▸ Given task: Convert the records below into a JSON list of strings with one string per line and no entries for blank lines. Leave the pictures out of the list.

▸ Given records:
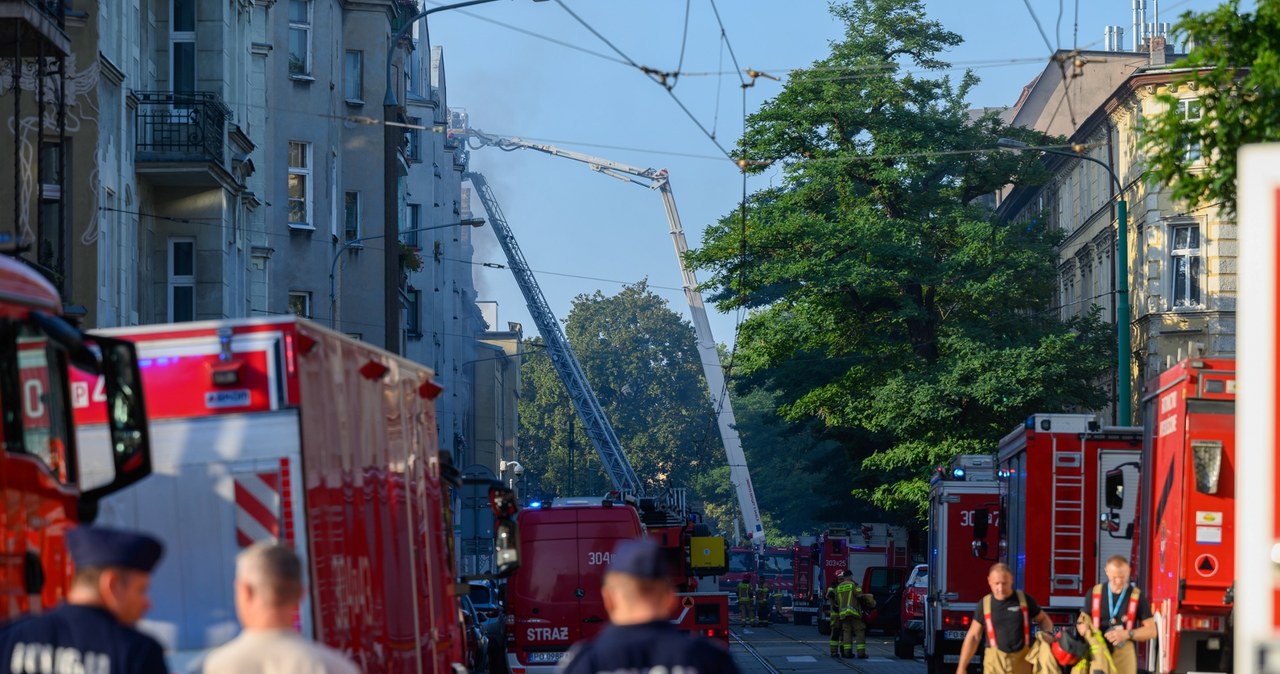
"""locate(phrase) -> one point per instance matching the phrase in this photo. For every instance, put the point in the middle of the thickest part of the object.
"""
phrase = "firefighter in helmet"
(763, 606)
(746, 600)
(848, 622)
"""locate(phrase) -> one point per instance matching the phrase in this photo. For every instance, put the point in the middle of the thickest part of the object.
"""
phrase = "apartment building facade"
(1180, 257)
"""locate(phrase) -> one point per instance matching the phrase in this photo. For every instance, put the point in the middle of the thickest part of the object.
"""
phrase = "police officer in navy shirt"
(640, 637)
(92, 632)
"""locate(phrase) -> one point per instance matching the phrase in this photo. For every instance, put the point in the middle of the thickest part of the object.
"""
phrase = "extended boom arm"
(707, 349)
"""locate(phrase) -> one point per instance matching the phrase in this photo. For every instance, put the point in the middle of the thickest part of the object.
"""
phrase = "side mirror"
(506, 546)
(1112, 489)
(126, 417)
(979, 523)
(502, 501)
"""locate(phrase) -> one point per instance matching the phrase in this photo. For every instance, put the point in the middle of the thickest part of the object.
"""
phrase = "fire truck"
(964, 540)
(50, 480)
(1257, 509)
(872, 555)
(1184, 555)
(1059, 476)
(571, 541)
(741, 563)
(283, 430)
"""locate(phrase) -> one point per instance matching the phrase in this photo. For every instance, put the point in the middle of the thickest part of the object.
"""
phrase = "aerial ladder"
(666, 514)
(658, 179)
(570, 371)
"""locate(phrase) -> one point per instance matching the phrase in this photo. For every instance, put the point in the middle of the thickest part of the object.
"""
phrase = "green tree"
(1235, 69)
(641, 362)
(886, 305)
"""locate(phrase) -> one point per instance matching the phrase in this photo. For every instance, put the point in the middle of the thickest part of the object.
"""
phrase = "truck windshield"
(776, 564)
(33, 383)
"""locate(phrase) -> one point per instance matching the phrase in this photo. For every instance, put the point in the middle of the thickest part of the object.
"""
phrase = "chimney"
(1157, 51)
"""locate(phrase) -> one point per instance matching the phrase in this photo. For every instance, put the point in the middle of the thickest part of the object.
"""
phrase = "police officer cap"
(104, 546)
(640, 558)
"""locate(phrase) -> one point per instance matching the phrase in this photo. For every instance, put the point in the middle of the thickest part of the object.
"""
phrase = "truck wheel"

▸ Problem solution:
[
  "\"\"\"locate(phrase) -> one point per instance matching the phrase in this photo. For every instance, put the point in the middle of the thickest part of the object.",
  "\"\"\"",
  "phrase = \"firefighter in helmet\"",
  "(763, 606)",
  "(746, 600)",
  "(848, 622)",
  "\"\"\"locate(phrase) -> one point per instance matching the phrase in this photo. For every instance, put the point in the middle of the thickest part of the object.",
  "\"\"\"",
  "phrase = \"apartment building facade\"",
  "(1180, 257)",
  "\"\"\"locate(phrase) -> one point per instance matching the phrase in this photo. For every instance, put the point in the middle of the thickest part of the object.",
  "\"\"\"",
  "phrase = \"police officer in navy shirt\"",
  "(640, 637)",
  "(92, 632)",
  "\"\"\"locate(phrase) -> one point per instance matching the phrase in this photo. For every instance, put the point in the middle of the thickest part of the object.",
  "\"\"\"",
  "phrase = \"extended boom arm\"",
  "(707, 349)",
  "\"\"\"locate(phrase) -> one point per instance matching the phrase in this photo. For every instance, put the point in the middle of the thickest part of the object.",
  "\"\"\"",
  "phrase = \"side mirror\"",
  "(506, 546)",
  "(1112, 489)",
  "(126, 417)",
  "(979, 523)",
  "(502, 501)",
  "\"\"\"locate(phrase) -> one point per instance matching the phrase in this photo. For every instance, put the point in the middle of the thickest part of the object.",
  "\"\"\"",
  "phrase = \"fire truck\"",
  "(964, 540)",
  "(50, 480)",
  "(1257, 509)",
  "(872, 555)",
  "(1184, 555)",
  "(1059, 476)",
  "(571, 541)",
  "(741, 563)",
  "(283, 430)",
  "\"\"\"locate(phrase) -> one point per instance matching the phrase in this photo. For every instance, put the point in the middle of the thickest part of the object.",
  "\"\"\"",
  "phrase = \"aerial ladder\"",
  "(666, 514)",
  "(658, 179)",
  "(570, 371)",
  "\"\"\"locate(phrase) -> one point per instance matching the phrase in this photo. For every instance, put the point in the middle of the thickest part of the object.",
  "\"\"\"",
  "phrase = \"green tree\"",
  "(1235, 69)",
  "(641, 362)",
  "(886, 305)",
  "\"\"\"locate(phrase) -> one point per instance matching the phrase in this photo. For every instance, put the point in the middle of the thickest part of the object.",
  "\"\"\"",
  "phrase = \"truck windshield\"",
  "(776, 564)",
  "(33, 383)",
  "\"\"\"locate(phrase) -> one point per instance matching the phrase in this photo. For every instance, put the point in the middle of the thickest part of the object.",
  "\"\"\"",
  "phrase = \"chimney\"",
  "(1157, 51)",
  "\"\"\"locate(phrase) -> one point per instance matching the phrase in this photo. For every instance, put the point in the middle of the thickest part of the object.",
  "\"\"\"",
  "phrase = \"police officer cap\"",
  "(104, 546)",
  "(640, 558)",
  "\"\"\"locate(phrase) -> one point per instance matching the phrase in this photo. For every instance, put the point in the middle of the thickest part of the object.",
  "\"\"\"",
  "phrase = \"truck wheel\""
]